La Toscana è oggetto delle sue esperienze e rileva che tutta questa regione immersa nel mare, in successive ed alterne vicende, diventa la terra che noi oggi abitiamo. Studia i resti di animali e di piante (fossili) e dà inizio alla «paleontologia» ed anche alla «cristallografia geometrica». Fu suo convincimento che «belle sono le cose che si vedono, più belle quelle che si conoscono, ma più belle assai quelle che non si possono conoscere». Desideroso di visitare l’Italia, dalla Francia approdò al porto di Livorno nel febbraio 1666. Un avvenimento lo sconvolse: <> (R.Angeli – Niels Stensen). Il 2 novembre dell’anno seguente passò alla fede cattolica e si dedicò con impegno allo studio della Teologia, della Sacra Scrittura e dei Padri della Chiesa, anche per rispondere a chi lo accusava di tradimento verso la religione in cui era nato. Otto anni dopo (1675), a Pasqua, ricevette l’ordinazione sacerdotale nel duomo di Firenze, dove iniziò il suo ministero come Curato. Non dimenticò mai Livorno, dove spesso tornava per attendere, nella chiesa di S. Sebastiano, alle confessioni ed alla predicazione a favore degli stranieri che si fermavano in questa nostra città di mare.

Il Signore però lo chiamava ad un servizio più alto e più impegnativo e fu consacrato Vescovo (1677): allora pellegrinò come pastore di anime e autentico missionario nei paesi del Nord Europa. Nominato Vicario Apostolico dell’intera Germania nord-occidentale e della Danimarca – Norvegia, con sede ad Hannover, si distinse per grande carità e gentilezza verso tutti ed insieme per la fermezza nella difesa della verità cattolica. Lo stesso filosofo Leibniz lo stimò per la sua «grande pietà e dottrina» nonostante le personali divergenze circa la riunione delle Chiese, divise da guerre di religione. A Munster, dove fu inviato come Vescovo «suffraganeo», molto si adoprò e soffrì per il basso livello religioso della popolazione, la miseria sociale, il carrierismo ecclesiastico e le negligenze del clero per il quale scrisse il libro «Doveri pastorali». Fu il Vescovo della carità, della pazienza e del dialogo, ma anche della fermezza come attesta la sua fuga dalla città per opporsi all’elezione simoniaca del nuovo vescovo residenziale. Si trasferì ad Amburgo per riassumere gli impegni di Vicario Apostolico; ma, invitato dal duca di Schweverin, accettò l’umile incarico di costituire in quel paese una comunità cattolica prendendo cura dei pochi cattolici ivi residenti. Qui visse come semplice prete, tutto dedito al bene altrui, dimentico di sè, ricco d’amore e nella più grande sofferenza che univa ai dolori di Cristo crocifisso.

[Dati per l'ancoraggio di oggetti in linguaggio naturale]
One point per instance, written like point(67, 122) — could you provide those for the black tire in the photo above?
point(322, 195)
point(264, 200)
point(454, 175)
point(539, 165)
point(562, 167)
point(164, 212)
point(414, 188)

Informazioni sul compito:
In che anno, secondo l'estratto, fu consacrato Vescovo? L'elenco è materiale a sé, distinto dall'estratto.

Risultato:
Nel 1677.